§ **THE PROBLEM**
Report every row below that contains the word "antenna", copying each such line in full.

━━ INPUT ROWS

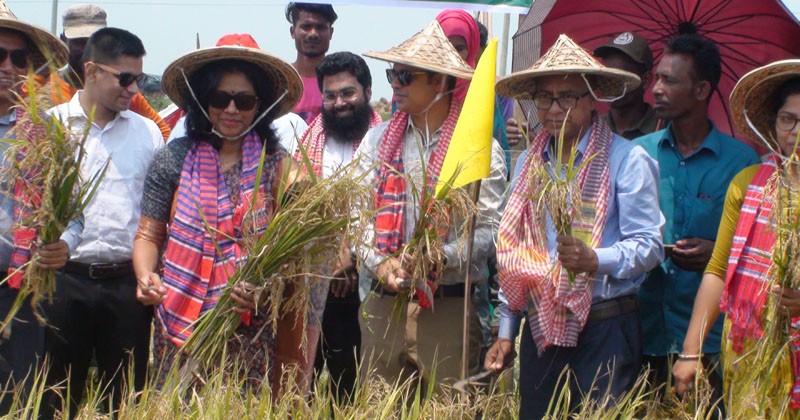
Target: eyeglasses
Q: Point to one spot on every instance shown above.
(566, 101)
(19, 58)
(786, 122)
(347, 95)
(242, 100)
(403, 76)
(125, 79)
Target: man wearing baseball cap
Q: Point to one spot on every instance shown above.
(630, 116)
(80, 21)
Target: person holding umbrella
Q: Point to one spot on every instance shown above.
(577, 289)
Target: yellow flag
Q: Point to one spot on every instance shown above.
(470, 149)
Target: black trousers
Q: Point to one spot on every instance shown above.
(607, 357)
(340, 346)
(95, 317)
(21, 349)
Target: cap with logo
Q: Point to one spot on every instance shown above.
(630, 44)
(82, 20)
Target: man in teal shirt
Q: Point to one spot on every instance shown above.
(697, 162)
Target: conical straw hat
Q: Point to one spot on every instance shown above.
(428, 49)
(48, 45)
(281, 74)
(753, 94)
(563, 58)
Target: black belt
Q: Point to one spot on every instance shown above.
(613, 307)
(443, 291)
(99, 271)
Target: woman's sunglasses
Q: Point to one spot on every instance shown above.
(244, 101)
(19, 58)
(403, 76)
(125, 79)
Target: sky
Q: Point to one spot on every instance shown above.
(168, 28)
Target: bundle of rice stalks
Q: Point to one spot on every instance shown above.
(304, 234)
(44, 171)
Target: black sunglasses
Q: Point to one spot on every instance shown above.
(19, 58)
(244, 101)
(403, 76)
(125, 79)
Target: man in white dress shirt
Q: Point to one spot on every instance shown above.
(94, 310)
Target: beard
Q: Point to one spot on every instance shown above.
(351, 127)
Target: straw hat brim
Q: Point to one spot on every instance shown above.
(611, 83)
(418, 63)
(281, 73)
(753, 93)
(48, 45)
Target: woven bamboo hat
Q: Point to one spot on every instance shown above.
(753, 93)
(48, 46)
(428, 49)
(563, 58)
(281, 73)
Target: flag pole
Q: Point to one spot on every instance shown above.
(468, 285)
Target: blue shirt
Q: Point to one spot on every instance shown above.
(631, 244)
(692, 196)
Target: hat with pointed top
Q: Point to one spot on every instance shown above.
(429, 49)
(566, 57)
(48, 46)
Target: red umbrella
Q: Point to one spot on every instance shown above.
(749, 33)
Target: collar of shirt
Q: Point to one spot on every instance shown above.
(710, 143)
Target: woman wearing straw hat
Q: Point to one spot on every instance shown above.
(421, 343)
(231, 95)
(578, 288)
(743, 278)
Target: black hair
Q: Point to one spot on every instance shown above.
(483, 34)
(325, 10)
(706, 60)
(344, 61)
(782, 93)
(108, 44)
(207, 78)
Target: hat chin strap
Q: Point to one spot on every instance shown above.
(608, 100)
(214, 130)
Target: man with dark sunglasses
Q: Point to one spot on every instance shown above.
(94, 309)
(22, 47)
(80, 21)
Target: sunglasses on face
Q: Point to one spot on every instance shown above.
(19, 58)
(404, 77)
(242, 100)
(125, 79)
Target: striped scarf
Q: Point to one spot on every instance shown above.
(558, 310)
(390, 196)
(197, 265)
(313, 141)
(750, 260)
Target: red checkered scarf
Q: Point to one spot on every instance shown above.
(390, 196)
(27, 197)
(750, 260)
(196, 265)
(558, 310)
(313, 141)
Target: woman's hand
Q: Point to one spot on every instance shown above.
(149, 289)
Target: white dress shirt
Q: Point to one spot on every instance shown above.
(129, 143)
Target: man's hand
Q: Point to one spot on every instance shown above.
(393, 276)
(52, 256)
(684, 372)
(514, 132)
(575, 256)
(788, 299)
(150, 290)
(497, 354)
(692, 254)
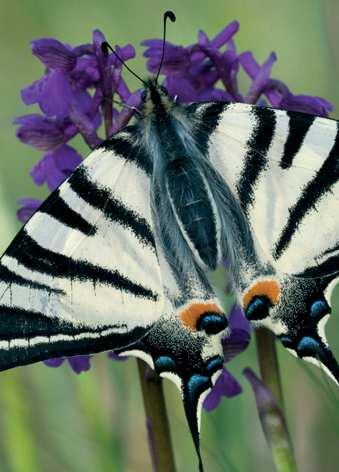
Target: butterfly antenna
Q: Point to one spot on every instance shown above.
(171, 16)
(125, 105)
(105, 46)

━━━━
━━ INPUT ROWS

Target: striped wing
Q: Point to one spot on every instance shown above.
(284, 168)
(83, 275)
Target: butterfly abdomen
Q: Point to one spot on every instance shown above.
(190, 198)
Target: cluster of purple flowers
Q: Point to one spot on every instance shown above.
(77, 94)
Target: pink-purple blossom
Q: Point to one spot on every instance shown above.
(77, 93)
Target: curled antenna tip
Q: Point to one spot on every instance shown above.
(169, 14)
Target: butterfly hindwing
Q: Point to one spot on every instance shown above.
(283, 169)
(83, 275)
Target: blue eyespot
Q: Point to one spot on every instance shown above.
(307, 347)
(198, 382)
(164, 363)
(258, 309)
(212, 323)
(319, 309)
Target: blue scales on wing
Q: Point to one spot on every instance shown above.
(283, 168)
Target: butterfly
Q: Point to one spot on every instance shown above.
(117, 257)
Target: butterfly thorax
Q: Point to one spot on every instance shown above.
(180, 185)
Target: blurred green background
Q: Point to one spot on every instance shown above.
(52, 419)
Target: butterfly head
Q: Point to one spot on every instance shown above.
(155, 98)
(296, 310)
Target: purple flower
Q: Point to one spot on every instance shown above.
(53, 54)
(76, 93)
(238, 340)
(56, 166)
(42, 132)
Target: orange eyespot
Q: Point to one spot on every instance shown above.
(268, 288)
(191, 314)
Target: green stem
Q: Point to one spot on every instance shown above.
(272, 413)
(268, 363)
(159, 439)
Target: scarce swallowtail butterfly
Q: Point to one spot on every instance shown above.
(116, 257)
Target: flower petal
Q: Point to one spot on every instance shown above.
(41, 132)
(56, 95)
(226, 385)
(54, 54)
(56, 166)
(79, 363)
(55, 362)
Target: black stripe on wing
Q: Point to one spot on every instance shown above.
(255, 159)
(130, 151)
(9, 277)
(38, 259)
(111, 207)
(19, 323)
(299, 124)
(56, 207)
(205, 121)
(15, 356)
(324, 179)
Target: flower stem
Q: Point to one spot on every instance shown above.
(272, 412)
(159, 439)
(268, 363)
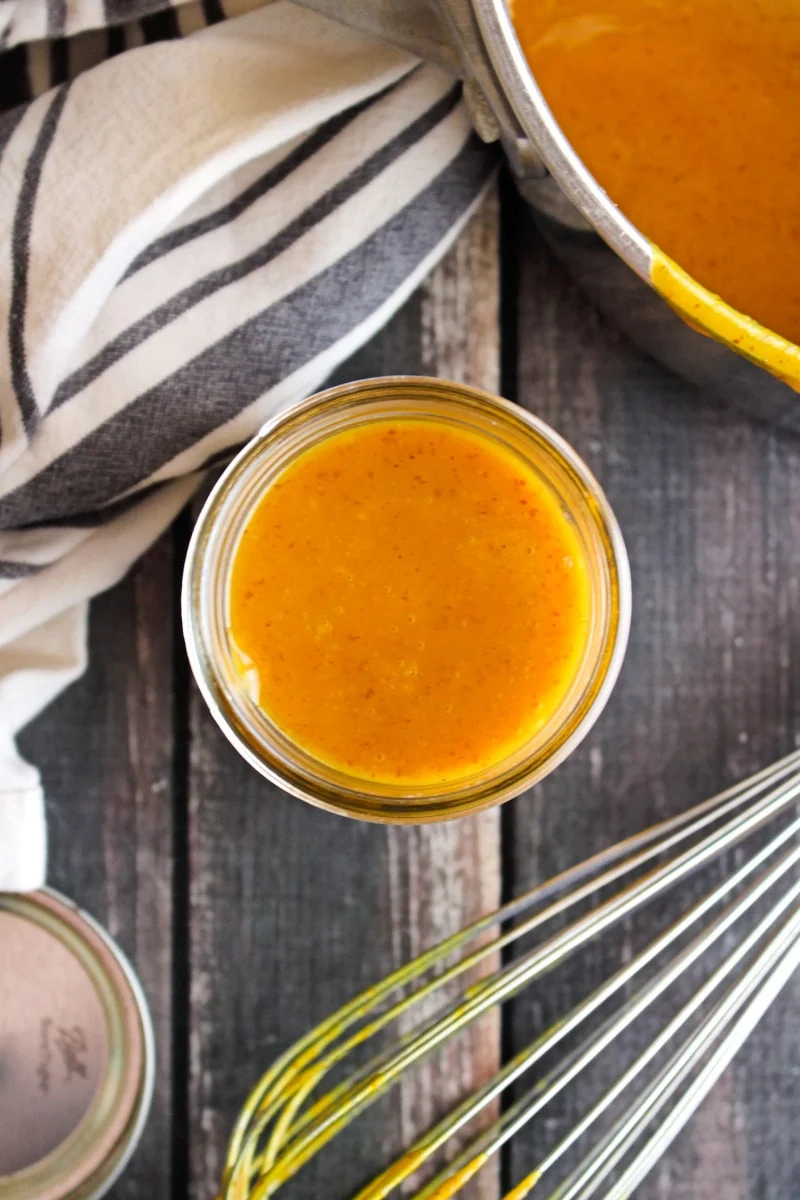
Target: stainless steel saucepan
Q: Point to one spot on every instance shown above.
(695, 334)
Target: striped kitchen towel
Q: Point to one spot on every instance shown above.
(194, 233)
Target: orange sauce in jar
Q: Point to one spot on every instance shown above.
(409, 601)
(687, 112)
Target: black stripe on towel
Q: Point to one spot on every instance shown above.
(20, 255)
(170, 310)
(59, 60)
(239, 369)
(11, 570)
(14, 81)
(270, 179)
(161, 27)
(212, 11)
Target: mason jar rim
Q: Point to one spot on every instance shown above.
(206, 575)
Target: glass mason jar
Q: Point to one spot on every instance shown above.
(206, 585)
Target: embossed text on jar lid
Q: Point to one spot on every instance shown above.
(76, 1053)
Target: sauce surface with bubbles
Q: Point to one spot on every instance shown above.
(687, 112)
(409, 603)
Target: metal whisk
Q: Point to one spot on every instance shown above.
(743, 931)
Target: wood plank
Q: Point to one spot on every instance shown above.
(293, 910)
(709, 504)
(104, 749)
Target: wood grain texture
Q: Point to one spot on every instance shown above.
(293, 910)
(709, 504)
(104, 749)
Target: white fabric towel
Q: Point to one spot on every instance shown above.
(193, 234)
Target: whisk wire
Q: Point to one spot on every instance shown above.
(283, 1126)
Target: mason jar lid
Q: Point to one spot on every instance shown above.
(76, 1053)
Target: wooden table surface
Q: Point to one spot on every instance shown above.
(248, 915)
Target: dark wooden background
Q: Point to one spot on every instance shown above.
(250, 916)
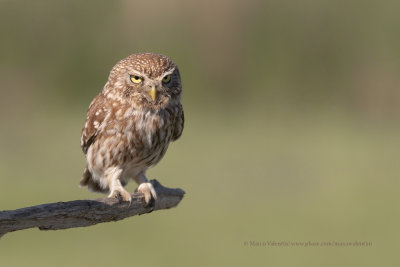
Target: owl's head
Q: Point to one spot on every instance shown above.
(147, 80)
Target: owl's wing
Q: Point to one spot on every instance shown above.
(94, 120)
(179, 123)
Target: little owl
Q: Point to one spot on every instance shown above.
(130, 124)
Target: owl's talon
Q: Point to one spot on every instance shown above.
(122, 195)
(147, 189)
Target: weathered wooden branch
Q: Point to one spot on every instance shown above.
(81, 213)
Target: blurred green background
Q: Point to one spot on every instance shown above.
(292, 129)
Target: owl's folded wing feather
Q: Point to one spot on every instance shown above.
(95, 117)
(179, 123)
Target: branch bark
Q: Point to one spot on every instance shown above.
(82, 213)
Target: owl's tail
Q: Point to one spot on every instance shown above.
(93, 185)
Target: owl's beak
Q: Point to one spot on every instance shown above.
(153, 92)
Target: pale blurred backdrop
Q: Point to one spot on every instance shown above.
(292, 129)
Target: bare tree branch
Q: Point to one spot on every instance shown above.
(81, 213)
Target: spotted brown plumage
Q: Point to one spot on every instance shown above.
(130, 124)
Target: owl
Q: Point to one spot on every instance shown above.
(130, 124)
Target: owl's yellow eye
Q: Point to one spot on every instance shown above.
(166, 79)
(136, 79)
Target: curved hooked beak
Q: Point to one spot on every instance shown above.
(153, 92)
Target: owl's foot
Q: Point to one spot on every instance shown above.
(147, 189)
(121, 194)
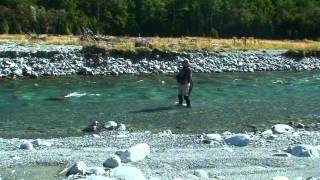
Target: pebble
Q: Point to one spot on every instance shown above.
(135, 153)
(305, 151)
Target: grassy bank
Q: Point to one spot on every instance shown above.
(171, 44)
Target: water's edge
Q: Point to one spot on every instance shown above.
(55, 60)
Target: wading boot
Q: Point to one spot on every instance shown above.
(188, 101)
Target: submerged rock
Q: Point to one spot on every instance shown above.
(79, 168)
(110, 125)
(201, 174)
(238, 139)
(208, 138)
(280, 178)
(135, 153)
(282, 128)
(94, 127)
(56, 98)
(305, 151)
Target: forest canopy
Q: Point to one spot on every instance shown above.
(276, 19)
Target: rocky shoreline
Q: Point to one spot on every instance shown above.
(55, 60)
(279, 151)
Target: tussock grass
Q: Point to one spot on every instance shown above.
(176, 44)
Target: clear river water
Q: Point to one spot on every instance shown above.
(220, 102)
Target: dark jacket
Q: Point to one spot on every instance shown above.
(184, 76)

━━━━

§ **EXPECTED ANSWER**
Target: butterfly antenna
Target: curled antenna tip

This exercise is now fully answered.